▶ _WHAT YOU NEED TO DO_:
Would you quote the material below from its first line through the line containing "the canopy, each", exactly and with both ends included?

DATA Block Start

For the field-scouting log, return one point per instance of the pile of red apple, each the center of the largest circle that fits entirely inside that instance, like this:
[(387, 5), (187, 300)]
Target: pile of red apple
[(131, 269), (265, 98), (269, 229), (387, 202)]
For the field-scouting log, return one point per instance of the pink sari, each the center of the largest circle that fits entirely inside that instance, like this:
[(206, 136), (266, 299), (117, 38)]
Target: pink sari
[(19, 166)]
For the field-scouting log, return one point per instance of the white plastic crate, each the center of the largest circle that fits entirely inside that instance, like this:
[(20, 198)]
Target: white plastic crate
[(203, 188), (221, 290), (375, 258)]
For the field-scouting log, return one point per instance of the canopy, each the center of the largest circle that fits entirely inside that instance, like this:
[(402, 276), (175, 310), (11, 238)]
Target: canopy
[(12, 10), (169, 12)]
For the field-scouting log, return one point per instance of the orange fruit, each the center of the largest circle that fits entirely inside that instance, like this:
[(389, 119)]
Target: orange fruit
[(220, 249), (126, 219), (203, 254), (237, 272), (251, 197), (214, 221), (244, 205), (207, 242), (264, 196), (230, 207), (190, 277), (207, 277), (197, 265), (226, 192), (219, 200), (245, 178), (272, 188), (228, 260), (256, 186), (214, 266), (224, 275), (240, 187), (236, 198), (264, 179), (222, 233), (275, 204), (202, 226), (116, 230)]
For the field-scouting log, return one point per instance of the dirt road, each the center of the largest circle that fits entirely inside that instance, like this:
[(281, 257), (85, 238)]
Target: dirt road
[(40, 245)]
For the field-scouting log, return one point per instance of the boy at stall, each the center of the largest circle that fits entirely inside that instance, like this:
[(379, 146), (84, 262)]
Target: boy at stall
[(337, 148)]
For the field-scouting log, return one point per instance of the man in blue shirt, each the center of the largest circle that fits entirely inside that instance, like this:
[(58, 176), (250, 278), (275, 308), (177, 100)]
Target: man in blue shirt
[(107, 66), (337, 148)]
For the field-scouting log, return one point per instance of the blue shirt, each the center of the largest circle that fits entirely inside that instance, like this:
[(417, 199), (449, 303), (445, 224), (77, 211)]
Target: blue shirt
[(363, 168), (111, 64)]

DATA Block End

▶ _EXERCISE OUTPUT_:
For the field-scouting log, return one point per instance of the pile of red apple, each the center of the largest circle that fits entirely inside that instance, like this:
[(387, 5), (187, 300)]
Target: pile of red apple
[(131, 269), (265, 98), (269, 229), (387, 202)]
For the field-scouting log, return one point per instance of the pink sari, each the center of the largest circle that fits entirely inside that instance, like this:
[(206, 136), (266, 299), (117, 38)]
Target: pink sari
[(19, 166)]
For the field-scouting log, return one point per instance of the white plastic crate, each the center of the largest circle that fits entirely inside that instance, like this:
[(20, 198)]
Target: white plastic crate
[(203, 188), (221, 290), (375, 258)]
For the field-scouting log, return one point per instance of the canopy, each the center of the largest circle that fits entirely inside that instance, like this:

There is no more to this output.